Saved entries:
:::::
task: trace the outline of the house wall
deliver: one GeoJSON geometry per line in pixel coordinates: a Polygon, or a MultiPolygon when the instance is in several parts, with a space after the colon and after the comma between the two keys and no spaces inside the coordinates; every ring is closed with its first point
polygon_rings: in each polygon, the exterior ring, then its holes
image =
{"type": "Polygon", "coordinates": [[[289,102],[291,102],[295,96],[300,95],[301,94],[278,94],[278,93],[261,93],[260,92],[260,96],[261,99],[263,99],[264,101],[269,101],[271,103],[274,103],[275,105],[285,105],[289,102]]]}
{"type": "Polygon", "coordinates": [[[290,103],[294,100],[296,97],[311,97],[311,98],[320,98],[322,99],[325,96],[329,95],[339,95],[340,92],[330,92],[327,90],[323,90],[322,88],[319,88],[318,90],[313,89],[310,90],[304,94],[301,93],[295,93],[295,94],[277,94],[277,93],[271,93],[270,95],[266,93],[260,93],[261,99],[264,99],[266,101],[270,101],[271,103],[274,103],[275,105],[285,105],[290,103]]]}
:::::
The lines needed run from the first line of the data through the line containing "polygon_rings: in each"; give them again exactly and nothing else.

task: trace the outline of the house wall
deliver: one GeoJSON geometry per line in pixel coordinates: a Polygon, or a MultiPolygon when the instance is in several parts, with a space after the colon and after the comma between the two keys and no spaces inside the coordinates; every ring is closed with its first point
polygon_rings: in each polygon, the exterior ring, then its holes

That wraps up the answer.